Full fine-tune of that matrix: $d^2 = 4096^2 \approx 16.8\text{M}$ parameters.
LoRA: $B$ is $d\times r$ and $A$ is $r\times d$ , so $2dr = 2 \cdot 4096 \cdot 8 = 65{,}536$ — about 0.39% of the full matrix.

Across a whole 1.2B model adapting Q and V projections, print_trainable_parameters() reports ~1.57M trainable of 1.24B — 0.13%. Two practical consequences fall out of the math: (1) you train with a ~10× higher learning rate than full FT, because $A$ starts as small random values and $B$ starts at exactly zero (so $\Delta W = BA = 0$ at step 0 — no perturbation) and the small matrices need larger steps to move; (2) after training the adapter can be merged back into $W$ for zero inference overhead.

LoRA vs QLoRA vs full fine-tuning

QLoRA goes further: it stores the frozen base in 4-bit NF4 quantization while keeping the LoRA adapters in full precision — ~4× less memory for a slight quality cost. The memory story on a 7B model:

| Method | Trainable | Memory (7B) | Quality | |---|---|---|---| | Full fine-tuning | 100% | ~60 GB | Best | | LoRA ( $r{=}8$ ) | ~0.1% | ~16 GB | Near-full | | QLoRA ( $r{=}8$ ) | ~0.1% | ~6 GB | Slightly below LoRA |

Decision tree

Which fine-tuning method?

Multiple GPUs, >80 GB aggregate VRAM? → Full fine-tuning for best quality.
Single 16–24 GB GPU? → LoRA, $r{=}8\text{–}16$ , target Q+V (or all-linear if quality lags).
Single consumer GPU under 16 GB? → QLoRA (4-bit, bitsandbytes).
Serving many task-specific models? → LoRA adapters hot-swapped on one base model — a large serving win.

Start by targeting the query and value projections; expand to all-linear only if quality is insufficient. The minimal config:

from peft import LoraConfig, get_peft_model, TaskType

lora_config = LoraConfig(
    r=8,                                  # low-rank dimension
    lora_alpha=16,                        # scaling — alpha/r = 2
    target_modules=["q_proj", "v_proj"],  # start with Q + V
    lora_dropout=0.05,
    task_type=TaskType.CAUSAL_LM,
)
model = get_peft_model(base_model, lora_config)
# trainable: 1,572,864 / 1,236,635,648 → 0.13%

Retrieval check

Answer from memory, then expand to check — or go deeper in the practice questions.

Give two splitting rules that prevent leakage, and the one rule unique to RL test sets. FRI-2.1

Use time-based splits (train past, test future) and always hold out an out-of-distribution set; avoid random splits (near-duplicates leak across them). The RL-specific rule: the RL test set must be graded by a different reward model than training used.

Write the cross-entropy gradient at one output position, and read off its magnitude when p = 0.9. FRI-2.2

$\partial\mathcal{L}/\partial z_i = p_i - \mathbb{1}[i = y]$ (“predicted − target”). For the correct token at $p = 0.9$ , the magnitude is $|0.9 - 1| = 0.1$ — a gentle nudge; a wrong-and-confident token ( $p=0.1$ ) gets $0.9$ .

--------------------

Write out the fine-tuning text again from the words "from peft import" through "model = get_peft_model(base_model, lora_config)", swapping "lora_config" for "peft_config" each time it appears.

- **GIVEN ENTRIES**
--------------------

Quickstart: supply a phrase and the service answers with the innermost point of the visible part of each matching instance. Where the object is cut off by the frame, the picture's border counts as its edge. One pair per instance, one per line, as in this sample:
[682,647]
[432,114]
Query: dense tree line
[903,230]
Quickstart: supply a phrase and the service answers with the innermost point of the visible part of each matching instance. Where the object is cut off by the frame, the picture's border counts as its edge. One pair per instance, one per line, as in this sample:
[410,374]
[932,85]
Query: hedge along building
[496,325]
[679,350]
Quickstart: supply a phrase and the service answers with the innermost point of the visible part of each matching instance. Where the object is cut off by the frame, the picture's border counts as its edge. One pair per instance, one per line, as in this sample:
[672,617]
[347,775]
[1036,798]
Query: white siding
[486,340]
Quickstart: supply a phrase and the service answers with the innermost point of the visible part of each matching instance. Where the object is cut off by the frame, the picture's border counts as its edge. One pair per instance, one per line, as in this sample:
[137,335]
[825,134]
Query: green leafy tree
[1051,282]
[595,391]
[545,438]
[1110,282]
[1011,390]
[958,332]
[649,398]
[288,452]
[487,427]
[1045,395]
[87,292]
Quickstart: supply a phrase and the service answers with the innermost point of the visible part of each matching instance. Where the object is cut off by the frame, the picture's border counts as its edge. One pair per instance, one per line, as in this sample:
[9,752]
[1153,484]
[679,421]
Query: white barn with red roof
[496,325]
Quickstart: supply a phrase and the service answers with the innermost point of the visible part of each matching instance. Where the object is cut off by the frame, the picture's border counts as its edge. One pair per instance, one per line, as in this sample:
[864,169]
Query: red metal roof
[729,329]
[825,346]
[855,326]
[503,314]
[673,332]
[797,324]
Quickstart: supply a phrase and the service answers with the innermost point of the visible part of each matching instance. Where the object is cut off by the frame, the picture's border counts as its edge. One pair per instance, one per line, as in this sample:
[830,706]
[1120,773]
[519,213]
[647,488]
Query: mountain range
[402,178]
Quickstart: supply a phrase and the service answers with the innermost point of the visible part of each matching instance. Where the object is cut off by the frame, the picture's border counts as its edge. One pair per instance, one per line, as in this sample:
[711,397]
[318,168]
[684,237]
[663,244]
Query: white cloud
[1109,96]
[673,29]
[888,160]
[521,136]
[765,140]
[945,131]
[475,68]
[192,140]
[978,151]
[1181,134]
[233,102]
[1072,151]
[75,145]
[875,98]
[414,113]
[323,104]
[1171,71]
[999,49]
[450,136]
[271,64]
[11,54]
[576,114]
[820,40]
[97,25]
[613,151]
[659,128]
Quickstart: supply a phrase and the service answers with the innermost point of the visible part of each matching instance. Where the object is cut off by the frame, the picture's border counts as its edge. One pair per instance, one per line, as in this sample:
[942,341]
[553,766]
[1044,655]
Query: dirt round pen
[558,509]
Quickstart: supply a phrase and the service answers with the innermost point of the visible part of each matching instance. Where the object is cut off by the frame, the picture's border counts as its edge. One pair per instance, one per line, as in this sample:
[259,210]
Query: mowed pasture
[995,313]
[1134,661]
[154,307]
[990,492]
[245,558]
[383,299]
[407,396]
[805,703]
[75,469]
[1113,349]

--------------------

- **OUTPUT**
from peft import LoraConfig, get_peft_model, TaskType

peft_config = LoraConfig(
    r=8,                                  # low-rank dimension
    lora_alpha=16,                        # scaling — alpha/r = 2
    target_modules=["q_proj", "v_proj"],  # start with Q + V
    lora_dropout=0.05,
    task_type=TaskType.CAUSAL_LM,
)
model = get_peft_model(base_model, peft_config)